# [Problem details]
Carry on the forum thread about neck gasket repair, starting after its last sentence.

# [Quoted text]
--------------------------------------------------
# Neck gasket



## Pinchecharlie (Jul 27, 2017)

Woops!


----------



## LLubchenco (Nov 23, 2016)

https://www.youtube.com/watch?v=a7mZv6TdMmQ

That'll help!


----------



## ohioboater (Jun 14, 2016)

Traditional bicycle inner tube patch kit (the kind with the little tube of rubber cement) works wonders for small holes/tears. I had a neck gasket tear on me once in two different places. The bike patches got me through a week long trip and probably would have held for the rest of the season if I hadn't replaced the gasket.


----------



## Pinchecharlie (Jul 27, 2017)

Cool thanks guys!


----------



## Will Amette (Jan 28, 2017)

I have fixed holes with vulcanizing bike tube patches. The patch held the rest of the season. I've made field repairs on tears with duct tape or gorilla tape. Do be aware that the tape doesn't stretch, so it puts more stress on the area around the tape. If it's really bad, we've taped people in their suits, but I prefer to just use a small amount so you can still don and doff the suit.


I had a wrist gasket tear about a year ago without any warning just before we were going to put in. Gorilla tape to the rescue. I didn't even have to dig in my kit as someone standing there peeled a couple inches off of his paddle where he keeps a little emergency supply, and this gave him a reason to refresh it when he got home.
--------------------------------------------------
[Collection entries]
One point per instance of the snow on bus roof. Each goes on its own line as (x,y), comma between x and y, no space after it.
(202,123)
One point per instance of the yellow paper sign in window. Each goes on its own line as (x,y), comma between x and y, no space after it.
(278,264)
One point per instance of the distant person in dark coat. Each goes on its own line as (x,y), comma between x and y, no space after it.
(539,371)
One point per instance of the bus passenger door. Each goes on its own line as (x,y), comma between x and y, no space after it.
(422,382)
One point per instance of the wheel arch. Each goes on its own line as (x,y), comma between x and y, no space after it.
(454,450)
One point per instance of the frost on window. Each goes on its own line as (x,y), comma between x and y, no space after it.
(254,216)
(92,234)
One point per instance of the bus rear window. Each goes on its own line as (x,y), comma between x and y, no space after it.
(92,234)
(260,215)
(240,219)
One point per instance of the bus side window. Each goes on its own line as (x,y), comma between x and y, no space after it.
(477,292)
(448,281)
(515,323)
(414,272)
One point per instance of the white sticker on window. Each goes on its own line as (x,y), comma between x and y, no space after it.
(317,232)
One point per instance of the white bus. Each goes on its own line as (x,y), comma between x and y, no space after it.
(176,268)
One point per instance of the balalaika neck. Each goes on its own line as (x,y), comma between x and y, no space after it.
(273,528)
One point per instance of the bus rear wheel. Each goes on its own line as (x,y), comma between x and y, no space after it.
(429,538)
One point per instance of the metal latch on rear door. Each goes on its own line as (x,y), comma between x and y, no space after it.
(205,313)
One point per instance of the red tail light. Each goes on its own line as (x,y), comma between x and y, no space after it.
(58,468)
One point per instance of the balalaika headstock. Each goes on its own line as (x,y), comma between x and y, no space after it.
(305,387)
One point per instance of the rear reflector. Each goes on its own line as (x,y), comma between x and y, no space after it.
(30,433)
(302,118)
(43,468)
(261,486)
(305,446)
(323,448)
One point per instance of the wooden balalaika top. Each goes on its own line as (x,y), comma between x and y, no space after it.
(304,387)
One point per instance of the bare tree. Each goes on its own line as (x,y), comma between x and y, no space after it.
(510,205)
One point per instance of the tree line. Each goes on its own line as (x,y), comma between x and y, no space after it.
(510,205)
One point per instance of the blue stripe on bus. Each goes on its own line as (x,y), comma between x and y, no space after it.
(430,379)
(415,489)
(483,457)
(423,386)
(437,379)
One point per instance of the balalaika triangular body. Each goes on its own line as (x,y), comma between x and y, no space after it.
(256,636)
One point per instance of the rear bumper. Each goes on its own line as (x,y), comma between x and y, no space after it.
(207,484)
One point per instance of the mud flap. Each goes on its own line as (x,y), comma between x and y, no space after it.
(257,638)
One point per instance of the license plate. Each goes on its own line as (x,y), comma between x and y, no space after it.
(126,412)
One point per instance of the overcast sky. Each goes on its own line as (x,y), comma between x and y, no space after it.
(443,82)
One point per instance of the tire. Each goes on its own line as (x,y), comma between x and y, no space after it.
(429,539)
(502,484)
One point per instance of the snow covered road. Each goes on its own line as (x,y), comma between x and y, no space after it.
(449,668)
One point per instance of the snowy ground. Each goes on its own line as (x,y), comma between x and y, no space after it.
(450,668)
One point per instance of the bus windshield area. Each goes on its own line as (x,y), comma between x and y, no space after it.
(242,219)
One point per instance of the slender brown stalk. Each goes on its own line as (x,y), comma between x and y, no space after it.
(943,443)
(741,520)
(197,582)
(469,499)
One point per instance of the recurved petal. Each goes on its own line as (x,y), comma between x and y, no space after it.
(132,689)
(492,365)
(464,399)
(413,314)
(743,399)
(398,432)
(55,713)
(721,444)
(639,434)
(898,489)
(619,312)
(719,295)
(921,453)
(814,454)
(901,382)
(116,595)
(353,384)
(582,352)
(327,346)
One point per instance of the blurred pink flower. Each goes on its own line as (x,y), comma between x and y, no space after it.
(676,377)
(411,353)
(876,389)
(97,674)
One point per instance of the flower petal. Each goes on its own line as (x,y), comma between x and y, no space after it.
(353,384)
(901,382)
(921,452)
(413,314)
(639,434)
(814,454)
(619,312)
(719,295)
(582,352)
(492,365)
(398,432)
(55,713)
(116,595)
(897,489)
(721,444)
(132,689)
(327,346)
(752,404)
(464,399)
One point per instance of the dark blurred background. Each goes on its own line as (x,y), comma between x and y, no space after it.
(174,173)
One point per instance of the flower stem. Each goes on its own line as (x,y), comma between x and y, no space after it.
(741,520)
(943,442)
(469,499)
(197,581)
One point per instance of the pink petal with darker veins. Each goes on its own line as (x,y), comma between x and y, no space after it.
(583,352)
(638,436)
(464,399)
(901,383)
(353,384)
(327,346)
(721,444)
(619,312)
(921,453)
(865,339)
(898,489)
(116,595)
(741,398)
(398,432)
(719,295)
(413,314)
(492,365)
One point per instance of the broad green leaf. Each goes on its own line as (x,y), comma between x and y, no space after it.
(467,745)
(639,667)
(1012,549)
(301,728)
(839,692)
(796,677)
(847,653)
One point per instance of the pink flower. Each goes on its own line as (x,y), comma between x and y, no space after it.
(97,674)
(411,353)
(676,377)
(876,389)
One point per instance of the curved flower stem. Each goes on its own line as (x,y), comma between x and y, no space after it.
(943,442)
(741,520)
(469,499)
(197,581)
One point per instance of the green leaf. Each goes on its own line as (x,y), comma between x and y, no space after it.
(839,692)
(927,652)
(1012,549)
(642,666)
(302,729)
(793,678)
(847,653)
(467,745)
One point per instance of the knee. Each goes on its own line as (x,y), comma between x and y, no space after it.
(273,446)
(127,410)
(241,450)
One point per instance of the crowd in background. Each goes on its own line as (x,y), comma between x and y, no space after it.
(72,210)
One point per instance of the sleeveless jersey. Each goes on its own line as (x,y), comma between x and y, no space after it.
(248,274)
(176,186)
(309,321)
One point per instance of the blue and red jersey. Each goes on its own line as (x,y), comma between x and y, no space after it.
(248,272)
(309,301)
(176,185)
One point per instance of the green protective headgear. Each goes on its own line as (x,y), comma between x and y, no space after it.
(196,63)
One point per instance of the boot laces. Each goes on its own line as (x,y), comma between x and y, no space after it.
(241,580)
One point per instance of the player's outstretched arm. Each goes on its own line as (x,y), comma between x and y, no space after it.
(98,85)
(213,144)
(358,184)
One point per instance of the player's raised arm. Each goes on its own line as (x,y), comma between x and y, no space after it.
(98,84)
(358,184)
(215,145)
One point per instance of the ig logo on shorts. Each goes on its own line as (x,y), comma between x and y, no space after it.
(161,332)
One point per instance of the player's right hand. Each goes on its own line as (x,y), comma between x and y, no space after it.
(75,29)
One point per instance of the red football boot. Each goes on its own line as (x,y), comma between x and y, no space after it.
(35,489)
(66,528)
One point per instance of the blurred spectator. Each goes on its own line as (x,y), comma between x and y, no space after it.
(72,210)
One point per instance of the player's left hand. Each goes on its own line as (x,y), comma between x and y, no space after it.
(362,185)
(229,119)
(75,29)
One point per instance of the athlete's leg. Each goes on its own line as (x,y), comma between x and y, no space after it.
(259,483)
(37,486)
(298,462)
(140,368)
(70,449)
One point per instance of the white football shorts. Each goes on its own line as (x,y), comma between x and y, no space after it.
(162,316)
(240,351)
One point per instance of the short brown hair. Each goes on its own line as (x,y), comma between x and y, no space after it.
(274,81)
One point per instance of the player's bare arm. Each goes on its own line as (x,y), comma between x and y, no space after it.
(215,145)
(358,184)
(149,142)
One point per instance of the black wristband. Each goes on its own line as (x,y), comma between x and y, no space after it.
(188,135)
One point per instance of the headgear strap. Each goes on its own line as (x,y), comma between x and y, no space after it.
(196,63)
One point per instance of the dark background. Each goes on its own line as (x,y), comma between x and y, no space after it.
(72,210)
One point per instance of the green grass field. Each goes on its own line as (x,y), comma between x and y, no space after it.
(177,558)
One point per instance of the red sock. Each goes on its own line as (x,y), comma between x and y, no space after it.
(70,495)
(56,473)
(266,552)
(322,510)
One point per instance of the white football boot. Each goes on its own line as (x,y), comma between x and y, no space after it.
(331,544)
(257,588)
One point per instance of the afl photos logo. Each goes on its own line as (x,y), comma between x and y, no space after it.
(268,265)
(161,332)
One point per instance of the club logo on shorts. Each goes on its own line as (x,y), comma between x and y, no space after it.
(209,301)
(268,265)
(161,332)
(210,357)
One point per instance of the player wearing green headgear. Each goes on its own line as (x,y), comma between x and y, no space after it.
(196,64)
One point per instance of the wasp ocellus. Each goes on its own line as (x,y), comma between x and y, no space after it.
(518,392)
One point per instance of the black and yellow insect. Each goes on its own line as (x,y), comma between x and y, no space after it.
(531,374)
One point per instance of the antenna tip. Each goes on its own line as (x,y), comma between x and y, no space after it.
--------------------------------------------------
# [Exercise response]
Good luck!


----------



## matt man (Dec 23, 2011)

On the longer expedition type trips, like the GC, I’ve become a big fan of bringing a couple of neck, wrist, and booties along. The NRS tutorials are a great way to learn how to replace gaskets yourself, it is really not that hard. 

I have seen one neck, and two wrists blow out on winter GC trips, on the two wrists, I was able to just help the guy replace them. I’d had some practice doing one on my own drysuite back at my house, and they turned out almost as good as factory.


If you are at all good at fixing things, just buy the materials and do it yourself, that way, when you get to go on one of those epic trips, you will have the experience to just replace the blown out gasket, and stay dry, warm, and happy the rest of the trip!


----------



## matt man (Dec 23, 2011)

Great idea with the bike patches, Will!


----------



## jgrebe (Jan 16, 2010)

If I understand the OP's question I think it's more that he cut too much off the neck gasket and now it leaks. I actually do this on purpose. I then sew a small piece of velcro on the gasket so I can adjust the tightness. Use seam seal on the back of the threads. It makes it a lot easier to get on and off and I hate the too tight gasket around my neck. I'm not a kayaker so not down in the water all the time, but I don't have any leaks with casual use. Might try it - don't have much to loose at this point


----------



## jgrebe (Jan 16, 2010)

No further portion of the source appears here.